→ Task instructions
- a) Return the part of the bevacizumab abstract between "GBM is the most" and "efficacy after BEV.", inclusive, copied word for word.
- b) Answer these questions from the bevacizumab abstract, one answer per line:
(i) On what date is the poster listed?
(ii) What treatment duration with BEV has been established in phase II studies?
(iii) Who is named as the presenter?
- c) List every topic the bevacizumab abstract gives under "Topics".

→ Excerpted text

- - - -

434P - Rechallenge with bevacizumab (BEV) in patients (p) with glioblastoma (GBM) and previous objective response to BEV

Date 28 September 2014
Event ESMO 2014
Session Poster Display session
Topics Cytotoxic agents
Central Nervous System Malignancies
Therapy
Biological therapy
Presenter Alberto Indacochea
Citation Annals of Oncology (2014) 25 (suppl_4): iv137-iv145. 10.1093/annonc/mdu330
Authors A. Indacochea1, A. Estival2, S. Ahlal3, O. Etxaniz2, M.D.L.L. Gil4, L. Vila4, J.L. Cuadra Urtega5, C. Carrato1, C. Balana4
  • 1Medical Oncology Service, Catalan Institute of Oncology, Hospital Germans Trias i Pujol, 08916 - Badalona/ES
  • 2Medical Oncology, Catalan Institute of Oncology ICO Badalona Hospital Germans Trias i Pujol, Medical Oncology, 08916 - Badalona/ES
  • 3Medical Oncology, Institut Català d'Oncologia-Badalona, 08916 - Badalona/ES
  • 4Medical Oncology, Catalan Institute of Oncology, Hospital Germans Trias i Pujol, 08916 - Badalona/ES
  • 5Medical Oncology Service, Catalan Institute of Oncology, Hospital Germans Trias i Pujol, badalona/ES

Abstract

Aim

GBM is the most common primary brain tumor and is characterized by high vascularitzation and overexpression of vascular endothelial growth factor A (VEGF-A). BEV has been approved in several countries for the treatment of recurrent GBM. While the optimal duration of treatment with BEV is unknown, treatment until progression or for a maximum of 1 year has been established in phase II studies. No therapy has demonstrated efficacy after BEV.

Methods

We have retrospectively analyzed GBM p who stopped BEV after an objective response and received rechallenge with BEV at the time of recurrence.

- - - -

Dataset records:
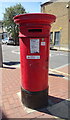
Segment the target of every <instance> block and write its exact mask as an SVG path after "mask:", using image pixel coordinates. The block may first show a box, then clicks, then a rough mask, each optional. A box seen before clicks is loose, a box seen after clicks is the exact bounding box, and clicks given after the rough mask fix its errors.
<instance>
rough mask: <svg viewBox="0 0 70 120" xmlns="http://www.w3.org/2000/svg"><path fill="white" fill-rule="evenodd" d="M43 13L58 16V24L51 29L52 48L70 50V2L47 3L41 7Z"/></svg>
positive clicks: (50, 35) (51, 27)
mask: <svg viewBox="0 0 70 120" xmlns="http://www.w3.org/2000/svg"><path fill="white" fill-rule="evenodd" d="M41 12H42V13H48V14H53V15H55V16H56V22H55V23H54V24H52V27H51V33H50V46H51V47H53V48H55V49H64V50H70V1H69V2H46V3H44V4H42V5H41Z"/></svg>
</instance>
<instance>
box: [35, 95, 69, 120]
mask: <svg viewBox="0 0 70 120" xmlns="http://www.w3.org/2000/svg"><path fill="white" fill-rule="evenodd" d="M36 110H37V111H39V112H43V113H46V114H50V115H52V116H55V117H59V118H61V119H65V120H70V101H68V100H65V99H61V98H57V97H53V96H49V100H48V106H45V107H44V108H39V109H36Z"/></svg>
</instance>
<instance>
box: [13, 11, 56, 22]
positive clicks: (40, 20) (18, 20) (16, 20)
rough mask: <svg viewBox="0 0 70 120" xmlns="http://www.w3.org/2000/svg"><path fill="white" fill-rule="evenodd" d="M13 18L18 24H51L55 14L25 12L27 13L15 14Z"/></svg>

- - - -

→ Answers for this exercise
- a)
GBM is the most common primary brain tumor and is characterized by high vascularitzation and overexpression of vascular endothelial growth factor A (VEGF-A). BEV has been approved in several countries for the treatment of recurrent GBM. While the optimal duration of treatment with BEV is unknown, treatment until progression or for a maximum of 1 year has been established in phase II studies. No therapy has demonstrated efficacy after BEV.

- b)
(i) 28 September 2014
(ii) Treatment until progression or for a maximum of 1 year
(iii) Alberto Indacochea

- c)
Cytotoxic agents
Central Nervous System Malignancies
Therapy
Biological therapy